*Texto del documento*:

┄┄┄┄┄┄┄┄┄┄┄┄┄┄┄┄┄┄┄┄

Desde pendejo quería hacer cine. Después, nunca terminé secundaria y me puse a tocar en bandas. No conocía a nadie que hiciera cine, y se me fue yendo. Aunque me acuerdo de estar viviendo en Argentina y pasar todo el día viendo cine. Siempre fui cinéfilo. De todas formas, tengo una duda con el término “cinéfilo”, porque para mí la idea del “cinéfilo” es la del tipo que ve cine en salas de cine, y yo nunca lo fui. Mi consumo siempre fue en VHS, televisión, cable, y ahora puro torrent...
¿Cuál fue la primera película que te hizo pensar que el cine era algo que podías hacer?
Por ejemplo, el quiebre de Pizza, birra y faso [1998, Israel Adrián Caetano, Bruno Stagnaro] con respecto al cine anterior lo viví realmente. Porque el cine anterior estaba en una órbita o un mundo muy diferente al de mi vida. Cuando apareció Pizza, birra y faso yo laburaba de cadete: en la película hay una parte filmada en el Ugi’s [una pizzería] del obelisco, y yo siempre paraba en ese Ugi’s, comía una pizza y me tomaba el subte y el tren a casa, en la zona sur. Y eso de cierto modo te quiebra, porque decís: “Pah, realmente se puede hacer cine”; algo que se acerque al mundo en que uno vive. Eso fue muy importante. Después se consolidó con la llegada de Mundo grúa [1999, Pablo Trapero], y el Bafici [Buenos Aires Festival Internacional de Cine Independiente], que genera algo mucho más firme.
¿Cómo decidiste venir a Uruguay?

┄┄┄┄┄┄┄┄┄┄┄┄┄┄┄┄┄┄┄┄

*Registros enumerados*:

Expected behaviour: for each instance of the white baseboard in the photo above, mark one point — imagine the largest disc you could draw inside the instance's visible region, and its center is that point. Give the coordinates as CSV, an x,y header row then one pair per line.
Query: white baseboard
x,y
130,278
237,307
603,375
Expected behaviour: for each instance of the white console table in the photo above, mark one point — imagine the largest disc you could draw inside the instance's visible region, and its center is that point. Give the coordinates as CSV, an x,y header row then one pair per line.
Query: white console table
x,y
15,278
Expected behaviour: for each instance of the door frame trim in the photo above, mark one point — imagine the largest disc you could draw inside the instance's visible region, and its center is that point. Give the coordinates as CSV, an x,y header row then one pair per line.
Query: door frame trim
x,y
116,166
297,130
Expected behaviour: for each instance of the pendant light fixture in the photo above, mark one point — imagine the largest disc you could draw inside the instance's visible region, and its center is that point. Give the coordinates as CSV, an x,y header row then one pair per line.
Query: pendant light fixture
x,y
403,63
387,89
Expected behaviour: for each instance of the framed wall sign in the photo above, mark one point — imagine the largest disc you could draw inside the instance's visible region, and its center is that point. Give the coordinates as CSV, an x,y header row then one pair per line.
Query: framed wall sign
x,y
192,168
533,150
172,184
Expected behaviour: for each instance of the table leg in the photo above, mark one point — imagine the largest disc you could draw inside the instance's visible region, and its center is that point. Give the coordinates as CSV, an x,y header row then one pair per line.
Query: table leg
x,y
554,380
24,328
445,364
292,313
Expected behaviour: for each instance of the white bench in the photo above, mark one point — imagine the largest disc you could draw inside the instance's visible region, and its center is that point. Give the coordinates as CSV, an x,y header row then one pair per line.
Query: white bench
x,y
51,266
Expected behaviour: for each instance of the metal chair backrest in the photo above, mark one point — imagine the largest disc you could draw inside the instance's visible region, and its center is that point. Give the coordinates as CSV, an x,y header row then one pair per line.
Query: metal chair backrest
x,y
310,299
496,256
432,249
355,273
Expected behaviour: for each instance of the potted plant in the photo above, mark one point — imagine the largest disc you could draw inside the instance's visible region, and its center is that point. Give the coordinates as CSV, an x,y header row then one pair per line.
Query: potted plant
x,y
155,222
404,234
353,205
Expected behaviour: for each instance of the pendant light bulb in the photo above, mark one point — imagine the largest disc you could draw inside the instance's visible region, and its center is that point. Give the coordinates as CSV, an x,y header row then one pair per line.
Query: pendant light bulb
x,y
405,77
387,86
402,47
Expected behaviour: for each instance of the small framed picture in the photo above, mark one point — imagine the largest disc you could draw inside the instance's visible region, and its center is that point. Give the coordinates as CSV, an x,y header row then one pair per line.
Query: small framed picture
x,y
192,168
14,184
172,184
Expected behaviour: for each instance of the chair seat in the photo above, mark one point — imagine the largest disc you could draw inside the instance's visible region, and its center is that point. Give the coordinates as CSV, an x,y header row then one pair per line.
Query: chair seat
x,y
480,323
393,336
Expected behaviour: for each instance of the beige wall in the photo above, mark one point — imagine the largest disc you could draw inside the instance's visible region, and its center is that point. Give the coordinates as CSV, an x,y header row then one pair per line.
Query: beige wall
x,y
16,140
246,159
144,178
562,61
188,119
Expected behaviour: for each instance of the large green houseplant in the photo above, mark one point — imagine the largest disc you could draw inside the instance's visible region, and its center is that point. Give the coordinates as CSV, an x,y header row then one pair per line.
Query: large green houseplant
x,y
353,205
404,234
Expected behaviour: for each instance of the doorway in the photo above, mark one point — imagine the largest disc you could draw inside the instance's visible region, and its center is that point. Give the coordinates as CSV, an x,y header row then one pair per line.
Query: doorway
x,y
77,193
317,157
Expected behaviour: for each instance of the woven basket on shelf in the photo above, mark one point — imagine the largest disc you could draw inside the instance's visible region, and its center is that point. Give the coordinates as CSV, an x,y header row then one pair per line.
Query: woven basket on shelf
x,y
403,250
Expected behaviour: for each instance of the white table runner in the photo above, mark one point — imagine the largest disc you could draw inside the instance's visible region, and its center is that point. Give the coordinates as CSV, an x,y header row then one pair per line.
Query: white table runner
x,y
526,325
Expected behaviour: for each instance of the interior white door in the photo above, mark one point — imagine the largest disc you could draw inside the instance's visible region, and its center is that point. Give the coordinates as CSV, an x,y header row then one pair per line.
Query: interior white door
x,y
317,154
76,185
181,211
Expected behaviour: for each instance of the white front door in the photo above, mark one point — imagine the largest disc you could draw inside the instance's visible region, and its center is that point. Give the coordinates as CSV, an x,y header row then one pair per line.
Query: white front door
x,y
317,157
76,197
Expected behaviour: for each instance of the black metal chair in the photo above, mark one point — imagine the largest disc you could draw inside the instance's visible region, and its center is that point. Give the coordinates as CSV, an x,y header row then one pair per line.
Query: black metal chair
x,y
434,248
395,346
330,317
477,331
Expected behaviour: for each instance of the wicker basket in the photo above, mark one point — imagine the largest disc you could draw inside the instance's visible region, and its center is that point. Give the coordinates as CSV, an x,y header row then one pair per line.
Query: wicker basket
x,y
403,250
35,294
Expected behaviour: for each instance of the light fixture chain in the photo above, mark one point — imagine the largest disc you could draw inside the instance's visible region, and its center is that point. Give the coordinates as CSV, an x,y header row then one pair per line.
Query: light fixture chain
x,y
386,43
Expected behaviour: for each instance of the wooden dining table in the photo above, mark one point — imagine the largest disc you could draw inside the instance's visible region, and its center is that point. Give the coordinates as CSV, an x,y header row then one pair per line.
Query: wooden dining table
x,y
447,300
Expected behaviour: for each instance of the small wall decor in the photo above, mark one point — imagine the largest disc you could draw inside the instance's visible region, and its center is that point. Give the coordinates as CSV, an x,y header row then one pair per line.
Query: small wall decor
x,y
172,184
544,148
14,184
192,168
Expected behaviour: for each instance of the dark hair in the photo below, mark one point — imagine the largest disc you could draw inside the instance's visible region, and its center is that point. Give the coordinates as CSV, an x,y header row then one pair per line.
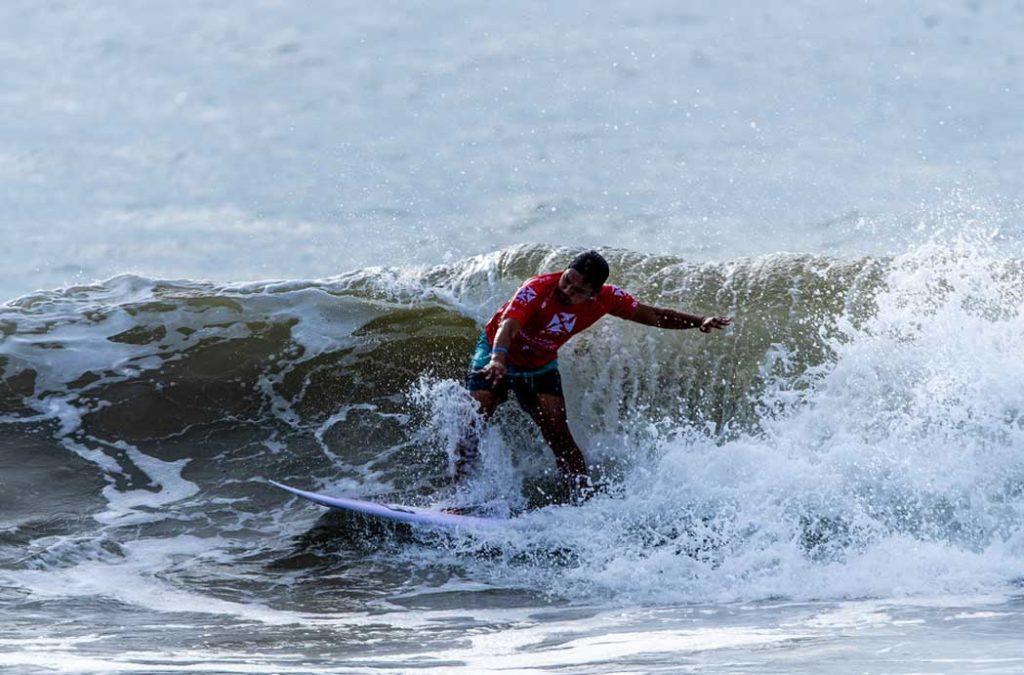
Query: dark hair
x,y
593,267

┄┄┄┄┄┄┄┄┄┄┄┄┄┄┄┄┄┄┄┄

*Consigna*: Reescribe como una lista breve el párrafo del texto del documento que empieza con «Desde pendejo quería hacer cine». Conserva sus datos principales.

*Solución propuesta*:
- Desde joven quería hacer cine.
- Nunca terminé secundaria y me puse a tocar en bandas.
- No conocía a nadie que hiciera cine, así que esa idea se fue alejando.
- Cuando vivía en Argentina pasaba todo el día viendo cine; siempre fui cinéfilo.
- Dudo del término «cinéfilo», porque lo asocio con quien ve cine en salas, y yo nunca lo hice.
- Siempre vi cine en VHS, televisión y cable, y ahora solo por torrent.